Problem description: Please quote the following entries word for word, line by line, with no changes.
##### Source material #####
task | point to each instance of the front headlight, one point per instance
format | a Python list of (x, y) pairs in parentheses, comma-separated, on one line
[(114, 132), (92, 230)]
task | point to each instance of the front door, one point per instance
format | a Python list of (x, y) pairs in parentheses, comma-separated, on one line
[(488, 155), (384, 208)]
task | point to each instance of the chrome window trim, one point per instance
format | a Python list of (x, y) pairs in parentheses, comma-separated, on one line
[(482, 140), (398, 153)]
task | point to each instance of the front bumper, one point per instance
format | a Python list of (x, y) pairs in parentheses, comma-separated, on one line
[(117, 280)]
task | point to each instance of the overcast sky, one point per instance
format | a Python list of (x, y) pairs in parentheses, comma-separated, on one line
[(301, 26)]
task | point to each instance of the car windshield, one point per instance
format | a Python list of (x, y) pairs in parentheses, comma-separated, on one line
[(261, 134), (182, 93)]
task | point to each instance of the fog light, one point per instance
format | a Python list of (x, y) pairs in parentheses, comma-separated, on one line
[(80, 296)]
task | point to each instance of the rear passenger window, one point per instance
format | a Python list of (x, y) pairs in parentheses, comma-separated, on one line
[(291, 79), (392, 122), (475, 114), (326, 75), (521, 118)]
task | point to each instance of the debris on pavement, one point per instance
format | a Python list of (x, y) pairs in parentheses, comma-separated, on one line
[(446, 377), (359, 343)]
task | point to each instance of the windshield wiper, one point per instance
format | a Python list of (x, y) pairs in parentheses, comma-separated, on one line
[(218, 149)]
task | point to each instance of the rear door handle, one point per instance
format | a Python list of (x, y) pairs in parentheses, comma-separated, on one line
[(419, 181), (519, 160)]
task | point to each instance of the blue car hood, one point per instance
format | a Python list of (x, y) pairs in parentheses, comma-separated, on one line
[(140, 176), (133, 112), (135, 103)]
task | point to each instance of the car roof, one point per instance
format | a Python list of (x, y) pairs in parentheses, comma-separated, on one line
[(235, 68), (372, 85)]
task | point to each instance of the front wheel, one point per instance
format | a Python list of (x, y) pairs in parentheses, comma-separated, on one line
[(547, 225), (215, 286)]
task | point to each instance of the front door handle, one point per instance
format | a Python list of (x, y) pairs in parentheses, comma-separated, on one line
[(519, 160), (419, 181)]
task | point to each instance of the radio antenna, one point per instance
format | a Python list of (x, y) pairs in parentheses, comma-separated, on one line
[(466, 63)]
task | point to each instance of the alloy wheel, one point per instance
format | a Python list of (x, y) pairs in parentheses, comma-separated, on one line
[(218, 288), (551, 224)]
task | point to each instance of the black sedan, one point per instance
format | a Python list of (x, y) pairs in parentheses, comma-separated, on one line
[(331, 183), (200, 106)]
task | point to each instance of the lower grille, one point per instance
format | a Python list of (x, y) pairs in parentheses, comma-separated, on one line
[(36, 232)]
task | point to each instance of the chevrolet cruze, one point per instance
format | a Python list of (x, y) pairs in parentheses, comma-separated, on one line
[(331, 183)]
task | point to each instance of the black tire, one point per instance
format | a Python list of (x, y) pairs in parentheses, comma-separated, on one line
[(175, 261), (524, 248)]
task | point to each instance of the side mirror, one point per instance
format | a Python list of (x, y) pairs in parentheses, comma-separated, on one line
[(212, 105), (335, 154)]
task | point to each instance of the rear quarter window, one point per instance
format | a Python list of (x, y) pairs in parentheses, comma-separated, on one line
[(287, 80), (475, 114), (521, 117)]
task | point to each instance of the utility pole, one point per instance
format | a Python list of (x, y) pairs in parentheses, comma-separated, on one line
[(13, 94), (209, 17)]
#####
The response:
task | point to each instance of the front headlight, one point per instance
format | a Python list of (x, y) pairs in parentheses, comma-separated, on one line
[(114, 132), (92, 230)]
task | point to each instance of the front door, one point per instance
format | a Python list of (x, y) pairs in parentheses, comma-separated, on one line
[(488, 155), (384, 208)]
task | point to each instance of the chrome window trim, one point per instance
format | a Python list of (x, y) pairs in parentheses, comma-separated, on one line
[(482, 140), (398, 153)]
task | point to each instance of the front bumper, one point per instance
format | a Python list of (x, y) pairs in parentheses, comma-separated, on one line
[(117, 280)]
task | point to each instance of the overcast sky, one point per instance
format | a Python list of (x, y) pairs in parentheses, comma-separated, on one line
[(301, 26)]
task | point to each instance of the car windshield, one point per instance
format | a Python list of (x, y) pairs in parentheses, comma-separated, on one line
[(261, 134), (182, 93)]
task | point to each instance of the fog light, one point per instance
format | a Python list of (x, y) pairs in parentheses, comma-separated, on one line
[(80, 296)]
task | point to each instance of the rear passenger window, one point per instance
format | a Python list of (x, y) pairs in parentheses, comma-separated, on one line
[(291, 79), (392, 122), (475, 114), (326, 75), (521, 118)]
task | point to each instance of the debris on pavement, one point per instance
format | a Python list of (x, y) pairs in parentheses, comma-separated, on one line
[(446, 377), (359, 343)]
task | point to each instance of the windshield wiper, one point per instance
format | a Python list of (x, y) pairs in parentheses, comma-separated, on one line
[(218, 149)]
task | point to each instance of the rear door handle, one point per instance
format | a Python list of (x, y) pairs in parentheses, comma-separated, on one line
[(419, 181), (519, 160)]
task | point to each instance of the blue car hood, one point per instance
format | a Python list of (x, y) pairs in parentheses, comma-separated, on one line
[(140, 176), (133, 112), (135, 103)]
task | point to each instance of the car roof, one point per instance
format | a Python list of (x, y) pairs in parentheses, comma-separated, on one line
[(235, 68), (372, 85)]
task | point to each instance of the front wheel, one point per instance
format | a Python list of (x, y) pairs in parentheses, comma-separated, on one line
[(547, 225), (215, 286)]
task | point to each instance of the front door handle, one point per instance
format | a Python list of (x, y) pairs in parentheses, comma-separated, on one line
[(519, 160), (419, 181)]
task | point to each instance of the radio antenna, one point per instance
format | a Python list of (x, y) pairs in parentheses, comma-separated, on one line
[(466, 63)]
task | point to each instance of the alloy wheel, one point per instance
format | a Python list of (x, y) pairs in parentheses, comma-separated, on one line
[(218, 288), (551, 224)]
task | point to each instance of the black sedan, one point per instance
format | a Python list of (x, y) pairs in parentheses, comma-separated, on one line
[(331, 183), (200, 106)]
task | point to each instance of the lower grille, one point per instance
format | a Python list of (x, y) pairs in parentheses, comma-separated, on one line
[(36, 232)]
task | point to each instance of the chevrolet cruze, one point per instance
format | a Python list of (x, y) pairs in parentheses, comma-separated, on one line
[(331, 183)]
task | point to each instance of the black tire, one point per instance
format | a Python list of (x, y) pairs in parentheses, comma-separated, on one line
[(175, 261), (524, 248)]
task | point to each instance of the side mirror, one point per instance
format | a Python list of (x, y) pairs in parentheses, comma-separated, on one line
[(212, 105), (335, 154)]
task | point to each instance of the rear quarter window, one point per instance
format | a Python list of (x, y) pairs in parentheses, comma-separated, on one line
[(287, 80), (475, 114), (521, 117)]
task | point to each instance of the utility pole, one point per instance
format | a Python list of (x, y) pairs in parentheses, comma-separated, on one line
[(13, 94), (209, 17)]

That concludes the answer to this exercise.